_LISTA DE ACTIVIDADES_:
• 1. Extrae del texto sobre la Constitución europea el fragmento literal que comienza en "Por otro lado, y" y termina en "un texto interestatal.".
• 2. Enumera los tipos de políticas en los que, según el texto sobre la Constitución europea, muchos querrían ir más allá.
• 3. En el texto sobre la Constitución europea, ¿a quién se atribuye la frase "Del fuste torcido de humanidad nunca ha salido un brote derecho"?

_TEXTO DE LECTURA_:
- - -

Por otro lado, y en cuanto al contenido de las políticas comunitarias que se recogen en el texto, es claro que el límite de lo constitucionalizable viene fijado por el mínimo común denominador de todos los Estados implicados. Muchos querríamos ir más allá en políticas de libertad, de justicia o de solidaridad, quizá incluso hemos ido más allá en nuestro propio país; pero el máximo de lo que puede recogerse en el texto es sólo el mínimo que todos han aceptado. Esta constricción es connatural a un texto interestatal.

Sucede además que quienes ahora claman contra la cortedad o timidez de la Constitución europea demuestran al hacerlo una equivocada ilusión, típica de la izquierda desde Marx: la de pensar que en un solo acto, en un solo momento programático, puede lograrse lo que el proceso político ordinario no produce en el día a día. Es la esperanza en el momento de la voluntad, del acto revolucionario que funda una nueva sociedad. Pero esperar que un tratado pactado entre los Estados europeos realmente existentes llegue a diseñar, o incluso a crear, una sociedad más avanzada que la que realmente existe en esos Estados es una aspiración ayuna de soporte racional.

Ahora bien, si dejamos de lado equívocos y falsas ilusiones, el contenido de la Constitución, es decir, el acta de lo que se ha logrado hasta ahora en Europa, no es en absoluto desdeñable. No hay que taparse las narices para defenderla, como parece ser el caso de quienes piden el voto favorable porque, según dicen, peor es la alternativa. Lo malo que tiene la política comunitaria para el olfato ciudadano es que resulta descarnada, que el juego de intereses e influencias no está escondido bajo oropeles de ideología o nacionalismo, sino que aparece tal cual es. En este sentido, la Constitución nos da una visión realista, insoportablemente realista para el gusto de algunos, tanto de los logros como de las limitaciones comunitarias, así como de la peculiar arquitectura política de la Unión, una arquitectura llena de petaches y remiendos. Ninguna ocasión mejor para recordar aquella frase atribuida a Kant: "Del fuste torcido de humanidad nunca ha salido un brote derecho". Pero superado ese desagrado visual, lo cierto es que los frutos logrados por el proceso europeísta son uno de los pocos éxitos rotundos del siglo XX, al nivel quizás de fenómenos como la liberación de la mujer o la descolonización. Un observador de otro planeta que hubiera visto Europa todo a lo largo del siglo pasado no dudaría en concluir que lo conseguido es sorprendente y que los europeos pueden estar orgullosos de ello.

- - -

_INFORMACIÓN MOSTRADA_:
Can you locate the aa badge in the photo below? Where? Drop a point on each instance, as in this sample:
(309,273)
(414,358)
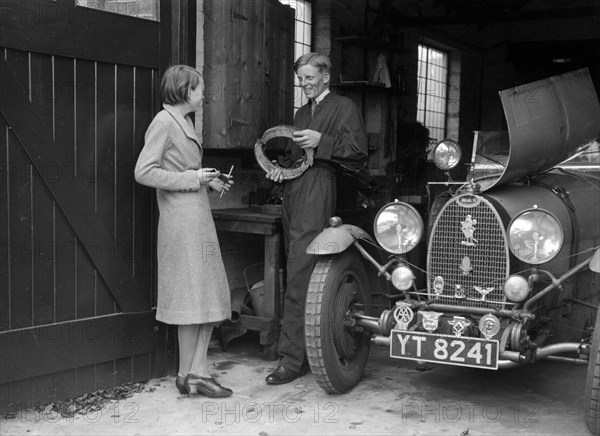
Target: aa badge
(430,320)
(489,325)
(459,325)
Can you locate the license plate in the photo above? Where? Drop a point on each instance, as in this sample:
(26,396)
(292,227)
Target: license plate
(445,349)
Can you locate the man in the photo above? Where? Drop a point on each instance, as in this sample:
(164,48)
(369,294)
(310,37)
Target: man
(333,127)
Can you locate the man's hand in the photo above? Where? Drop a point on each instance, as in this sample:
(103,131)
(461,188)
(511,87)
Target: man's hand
(276,175)
(306,138)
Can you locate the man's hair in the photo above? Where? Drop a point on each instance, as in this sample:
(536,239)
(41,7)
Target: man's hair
(177,81)
(317,60)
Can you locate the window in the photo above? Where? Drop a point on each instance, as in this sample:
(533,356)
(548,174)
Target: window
(432,91)
(301,41)
(148,9)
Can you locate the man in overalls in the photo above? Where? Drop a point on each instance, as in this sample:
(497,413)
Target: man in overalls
(333,127)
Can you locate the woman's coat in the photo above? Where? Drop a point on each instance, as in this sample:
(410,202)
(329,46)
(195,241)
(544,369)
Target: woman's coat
(192,284)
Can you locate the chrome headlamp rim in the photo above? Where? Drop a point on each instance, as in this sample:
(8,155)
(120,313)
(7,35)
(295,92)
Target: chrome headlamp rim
(531,258)
(403,245)
(446,154)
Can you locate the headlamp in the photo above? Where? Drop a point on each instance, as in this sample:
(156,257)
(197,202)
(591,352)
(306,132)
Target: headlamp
(535,236)
(446,154)
(398,227)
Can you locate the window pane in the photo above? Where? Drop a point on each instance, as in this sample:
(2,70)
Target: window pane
(147,9)
(431,90)
(303,17)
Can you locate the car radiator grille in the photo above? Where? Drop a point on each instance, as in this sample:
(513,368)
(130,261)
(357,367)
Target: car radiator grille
(457,262)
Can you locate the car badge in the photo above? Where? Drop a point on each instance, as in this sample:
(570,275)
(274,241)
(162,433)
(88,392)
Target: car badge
(465,265)
(468,229)
(459,325)
(483,291)
(403,315)
(430,320)
(534,244)
(489,325)
(438,285)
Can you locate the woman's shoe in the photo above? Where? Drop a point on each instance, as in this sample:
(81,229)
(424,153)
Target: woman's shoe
(208,386)
(180,385)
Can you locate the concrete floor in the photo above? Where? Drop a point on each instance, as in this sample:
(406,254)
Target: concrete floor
(394,397)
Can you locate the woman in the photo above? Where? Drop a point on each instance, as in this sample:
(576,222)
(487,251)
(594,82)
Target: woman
(193,292)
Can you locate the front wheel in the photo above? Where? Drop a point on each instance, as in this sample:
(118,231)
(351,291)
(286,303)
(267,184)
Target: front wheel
(592,383)
(337,350)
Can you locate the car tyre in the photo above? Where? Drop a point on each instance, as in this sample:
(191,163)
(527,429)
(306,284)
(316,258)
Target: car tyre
(592,384)
(337,352)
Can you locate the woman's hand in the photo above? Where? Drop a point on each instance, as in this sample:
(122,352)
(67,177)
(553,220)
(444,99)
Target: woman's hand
(206,175)
(221,184)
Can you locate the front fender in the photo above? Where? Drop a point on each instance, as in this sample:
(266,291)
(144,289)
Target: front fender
(334,240)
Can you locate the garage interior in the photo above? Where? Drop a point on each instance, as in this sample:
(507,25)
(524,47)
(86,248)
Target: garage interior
(246,51)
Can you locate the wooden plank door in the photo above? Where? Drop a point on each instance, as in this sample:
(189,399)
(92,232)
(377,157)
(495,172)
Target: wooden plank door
(78,89)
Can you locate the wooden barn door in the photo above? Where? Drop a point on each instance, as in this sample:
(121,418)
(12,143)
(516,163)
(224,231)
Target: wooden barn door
(77,276)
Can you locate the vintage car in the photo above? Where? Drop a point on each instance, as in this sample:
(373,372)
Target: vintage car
(512,254)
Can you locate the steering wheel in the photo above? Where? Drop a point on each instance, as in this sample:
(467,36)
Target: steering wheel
(286,132)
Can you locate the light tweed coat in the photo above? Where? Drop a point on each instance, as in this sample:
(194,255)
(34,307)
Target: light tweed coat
(192,285)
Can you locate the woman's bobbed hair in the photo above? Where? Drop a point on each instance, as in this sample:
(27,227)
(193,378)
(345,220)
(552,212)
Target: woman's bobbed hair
(177,81)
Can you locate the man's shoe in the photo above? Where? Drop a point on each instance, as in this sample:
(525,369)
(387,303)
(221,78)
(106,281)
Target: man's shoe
(281,376)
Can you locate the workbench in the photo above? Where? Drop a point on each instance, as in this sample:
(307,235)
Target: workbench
(249,220)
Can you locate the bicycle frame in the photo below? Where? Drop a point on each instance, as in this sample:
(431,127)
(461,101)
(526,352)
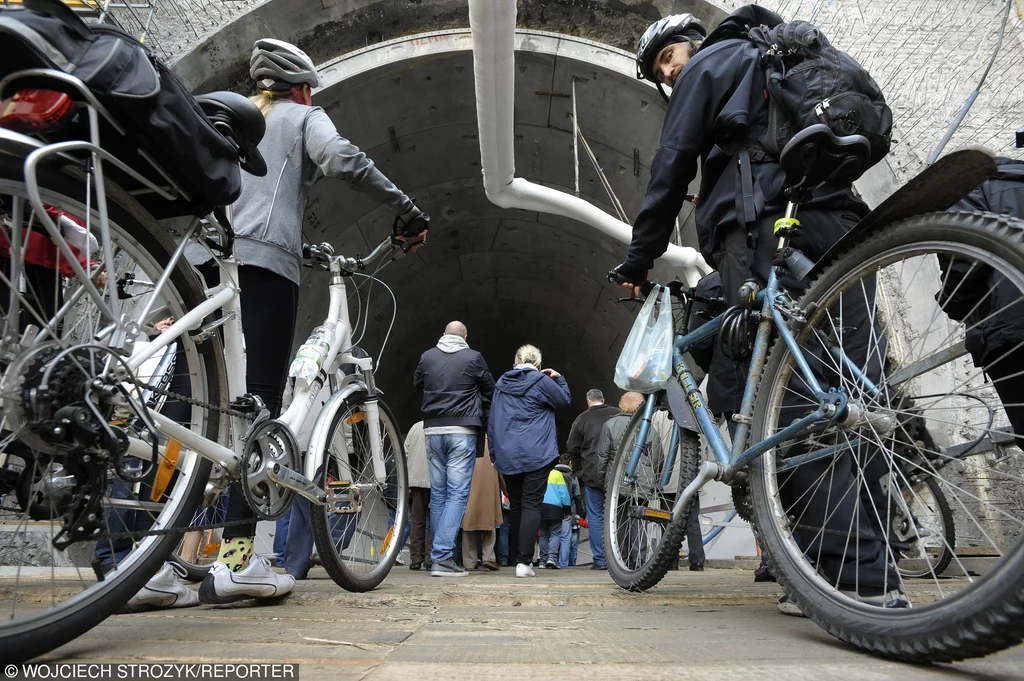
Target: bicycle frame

- - -

_RESULTADOS EN ORDEN_:
• 1.
Por otro lado, y en cuanto al contenido de las políticas comunitarias que se recogen en el texto, es claro que el límite de lo constitucionalizable viene fijado por el mínimo común denominador de todos los Estados implicados. Muchos querríamos ir más allá en políticas de libertad, de justicia o de solidaridad, quizá incluso hemos ido más allá en nuestro propio país; pero el máximo de lo que puede recogerse en el texto es sólo el mínimo que todos han aceptado. Esta constricción es connatural a un texto interestatal.

• 2. Políticas de libertad, de justicia y de solidaridad.

• 3. A Kant.